# VIOLET 1966 stingray



## red strat (Jul 4, 2020)

Just purchased off of original owner...1966 KB schwinn stingray in violet color no fenders...any info


----------



## REC (Jul 26, 2020)

Love the fenderless stik-shift models.
I have a couple of fenderless 5 speeds, and a  CG version of the 3 speed I bought by mistake.... Some mistakes are worth it!!
The C Green one:



Original seat is in a box in the shop - no stripe on it. This was one of the best mistakes I've made, as I thought I was buying the 5 speed fenderless one I got shortly after this one. Both of then were in very good condition... Both came from flea-bay, and this one is the proof that I need to have some coffee before trying to go through the listings in the early hours of the morning.
This is what I thought I was bidding on in my caffeine deprived state:


----------



## red strat (Jul 26, 2020)

nice looking bikes... ive been in to off brand bikes lately...   but if i find stingray with stick shift and in violet i'll take it....stingray joe was helping me with it telling me what wasn't original on it...so i 'm looking for peddles and the right sissy bar for a 1966 ...here's pictures of cleanup so far


----------



## Digablekid (Jul 26, 2020)

Nice bike!

Here's my fenderless '74 5-speed. I switched out the thumb shifter for a stick.


----------



## REC (Jul 26, 2020)

______________________________

STATED PROBLEM A
In the Stingray forum thread, what led REC to buy the green 3-speed by mistake? Answer in one to three sentences.
STATED PROBLEM B
Carry the Stingray forum thread on by writing the post that follows the last header.

______________________________

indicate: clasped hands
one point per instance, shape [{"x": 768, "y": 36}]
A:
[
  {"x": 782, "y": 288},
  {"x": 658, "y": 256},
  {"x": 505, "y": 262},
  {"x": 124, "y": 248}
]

______________________________

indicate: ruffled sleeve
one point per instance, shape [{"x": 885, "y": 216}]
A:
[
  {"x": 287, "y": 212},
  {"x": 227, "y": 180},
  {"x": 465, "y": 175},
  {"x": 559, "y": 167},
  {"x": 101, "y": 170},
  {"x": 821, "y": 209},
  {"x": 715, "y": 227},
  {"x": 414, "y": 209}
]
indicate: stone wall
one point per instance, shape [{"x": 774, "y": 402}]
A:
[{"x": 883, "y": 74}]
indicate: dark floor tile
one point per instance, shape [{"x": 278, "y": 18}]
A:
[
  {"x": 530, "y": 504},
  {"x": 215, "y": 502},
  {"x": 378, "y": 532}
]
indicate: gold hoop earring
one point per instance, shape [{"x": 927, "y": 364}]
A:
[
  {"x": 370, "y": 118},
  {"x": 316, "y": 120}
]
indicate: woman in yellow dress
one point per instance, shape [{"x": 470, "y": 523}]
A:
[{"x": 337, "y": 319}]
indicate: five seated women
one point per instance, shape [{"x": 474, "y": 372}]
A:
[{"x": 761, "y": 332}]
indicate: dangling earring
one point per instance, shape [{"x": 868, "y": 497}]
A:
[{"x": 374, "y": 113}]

______________________________

EXERCISE RESPONSE A
REC was looking through the flea-bay listings early in the morning before having coffee. He thought he was bidding on the fenderless 5-speed, which he bought shortly afterward.

EXERCISE RESPONSE B
red strat said:


> nice looking bikes... ive been in to off brand bikes lately...   but if i find stingray with stick shift and in violet i'll take it....stingray joe was helping me with it telling me what wasn't original on it...so i 'm looking for peddles and the right sissy bar for a 1966 ...here's pictures of cleanup so far
> 
> View attachment 1235708



That's coming out looking pretty BadAss!! My Sting-Ray as a kid was a purple deluxe with a Kickback - Found a close copy a few years ago. The only thing not on mine is the speedo that my sister gave me for it. Damn near killed myself trying to peg the needle. Hit 42 just before going into launch mode. 2 and a half months later, I finally looked like a normal person again (outer epidermus finally healed on my face, back, arms and legs. It was not pretty!)
'66 Deluxe:



A week later, I was back out riding again.


----------



## REC (Jul 26, 2020)

Digablekid said:


> Nice bike!
> 
> Here's my fenderless '74 5-speed. I switched out the thumb shifter for a stick.
> 
> View attachment 1235797



The AM/FM/Cassette player must have been a nice option! Iiked these in red so much I had to find one. Another case of the need for instant gratification handled!



Red is almost as good as purple, but I didn't find a purple one.....


----------



## red strat (Jul 26, 2020)

awsome bikes love it...


----------



## buck sova (Aug 2, 2020)

My original paint 65 with a kicker


----------



## red strat (Aug 2, 2020)

nice


----------



## fatbike (Aug 27, 2020)

Digablekid said:


> Nice bike!
> 
> Here's my fenderless '74 5-speed. I switched out the thumb shifter for a stick.
> 
> View attachment 1235797



I had that same Sanyo radio growing up in the 80s , crap, I haven't seen one in years, or decades. Cool Ray too!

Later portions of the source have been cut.